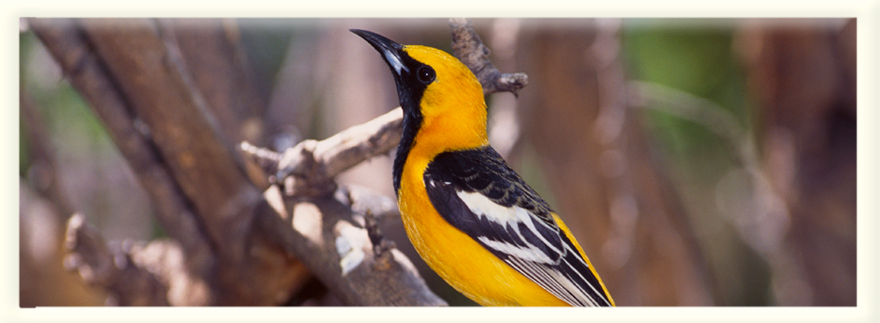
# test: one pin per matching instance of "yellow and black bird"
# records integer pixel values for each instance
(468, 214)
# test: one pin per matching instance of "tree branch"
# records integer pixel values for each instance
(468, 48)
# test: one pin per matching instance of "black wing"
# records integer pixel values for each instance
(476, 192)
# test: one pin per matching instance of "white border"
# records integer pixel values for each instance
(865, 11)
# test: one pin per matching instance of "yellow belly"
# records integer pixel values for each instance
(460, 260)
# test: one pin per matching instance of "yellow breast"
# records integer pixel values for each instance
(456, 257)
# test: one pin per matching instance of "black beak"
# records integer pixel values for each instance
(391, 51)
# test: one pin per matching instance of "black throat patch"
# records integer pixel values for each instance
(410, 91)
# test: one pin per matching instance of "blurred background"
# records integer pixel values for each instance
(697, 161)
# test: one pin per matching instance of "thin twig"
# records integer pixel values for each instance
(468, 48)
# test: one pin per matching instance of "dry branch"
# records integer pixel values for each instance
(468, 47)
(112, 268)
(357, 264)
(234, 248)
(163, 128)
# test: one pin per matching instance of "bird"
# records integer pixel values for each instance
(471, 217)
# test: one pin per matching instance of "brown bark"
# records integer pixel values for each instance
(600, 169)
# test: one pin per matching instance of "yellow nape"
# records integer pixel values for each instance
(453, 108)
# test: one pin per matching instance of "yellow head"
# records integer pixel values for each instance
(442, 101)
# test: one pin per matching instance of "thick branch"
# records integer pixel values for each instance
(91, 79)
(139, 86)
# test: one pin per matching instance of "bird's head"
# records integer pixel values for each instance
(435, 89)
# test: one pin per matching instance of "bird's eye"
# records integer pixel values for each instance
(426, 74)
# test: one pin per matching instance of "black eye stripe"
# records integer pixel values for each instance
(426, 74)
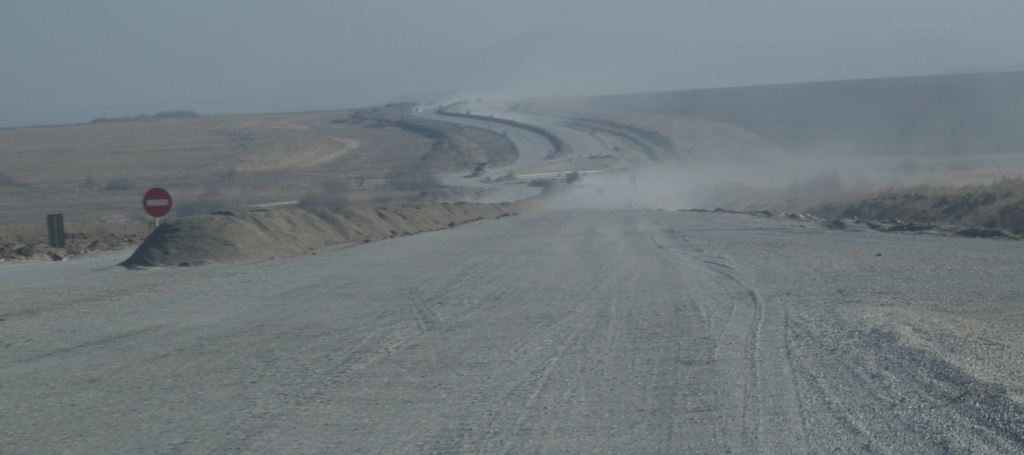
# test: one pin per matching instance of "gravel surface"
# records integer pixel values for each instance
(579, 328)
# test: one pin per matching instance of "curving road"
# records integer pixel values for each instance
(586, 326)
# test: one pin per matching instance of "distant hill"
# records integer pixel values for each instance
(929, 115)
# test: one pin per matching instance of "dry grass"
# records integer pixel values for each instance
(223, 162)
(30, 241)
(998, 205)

....

Above are the records; reproduce them exactly and leave out the pictures.

# test: one pin per matching instance of "yellow and black bird"
# records integer pixel values for each instance
(468, 214)
# test: one pin per matching instance of "tree branch"
# records integer pixel values for each instance
(468, 48)
# test: one pin per matching instance of "black wing"
# records integer pixel values for each instance
(476, 192)
# test: one pin per matching instance of "white border"
# records integer pixel values for each instance
(865, 11)
# test: one pin per matching instance of "yellow belly"
# records integer pixel values for each instance
(460, 260)
# test: one pin per matching instance of "yellow breast"
# records integer pixel values for each instance
(456, 257)
# test: one pin per matching instance of "black beak"
# records integer pixel values for each instance
(391, 51)
# test: one pin per matching instance of "black throat patch"
# records integer pixel values for each instance
(410, 91)
# test: one pin per matching instance of "blurred background"
# records integer pixel values for each instance
(697, 161)
# test: one pin per matching instance of "thin twig"
# records integer pixel values for each instance
(468, 48)
# test: one pin per matching instance of "dry branch"
# records integer pixel values for each instance
(468, 47)
(112, 268)
(357, 264)
(234, 248)
(163, 128)
# test: one pin per matching instance of "bird"
# records integer pixel values for each instance
(471, 217)
# test: one pin per matching instance of "brown bark"
# records integer pixel values for each instance
(600, 169)
# test: one pin per matching instance of "yellow nape"
# records integer pixel values for each instance
(453, 108)
# test: one pin per matching instance of "yellow head"
# records integer pixel values for each instance
(442, 101)
# test: one pin per matching instance of "thick branch"
# records integer pixel values for each instance
(91, 79)
(139, 86)
# test: one pin per matching instance of "bird's head"
# records integer pixel values for each instance
(435, 89)
# test: one pin per matching instance of "bird's eye"
# records integer pixel values for each instance
(426, 74)
# test: one pin per matching instance of "black eye stripe"
# records integer pixel values for each instance
(426, 74)
# test: one pin per matching instance of "gravel surface"
# records integer pixel values for each instance
(579, 328)
# test: one pin per matching instance of "curving road"
# records integer pixel values for each instance
(586, 326)
# test: one pin per matching instance of "distant hill"
# records integer pixel values for each instance
(929, 115)
# test: one pin per matching instance of "dry grass"
# records integer pixel values for each instance
(223, 162)
(30, 241)
(998, 205)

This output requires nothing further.